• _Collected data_
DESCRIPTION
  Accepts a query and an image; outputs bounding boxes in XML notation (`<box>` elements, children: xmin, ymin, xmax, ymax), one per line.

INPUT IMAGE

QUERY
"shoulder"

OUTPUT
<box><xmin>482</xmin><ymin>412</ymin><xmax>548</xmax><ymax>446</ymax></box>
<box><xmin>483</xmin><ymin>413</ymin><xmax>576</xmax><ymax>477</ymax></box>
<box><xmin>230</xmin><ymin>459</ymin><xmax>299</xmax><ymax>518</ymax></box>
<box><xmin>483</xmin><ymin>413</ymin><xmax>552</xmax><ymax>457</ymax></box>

• _What is being asked_
Reproduce all of the records above verbatim, line by line.

• _Final result_
DESCRIPTION
  Accepts a query and an image; outputs bounding boxes in XML notation (`<box>` elements, children: xmin, ymin, xmax, ymax), one per line.

INPUT IMAGE

QUERY
"shoulder"

OUTPUT
<box><xmin>482</xmin><ymin>412</ymin><xmax>548</xmax><ymax>446</ymax></box>
<box><xmin>483</xmin><ymin>413</ymin><xmax>576</xmax><ymax>477</ymax></box>
<box><xmin>230</xmin><ymin>459</ymin><xmax>299</xmax><ymax>518</ymax></box>
<box><xmin>483</xmin><ymin>413</ymin><xmax>552</xmax><ymax>457</ymax></box>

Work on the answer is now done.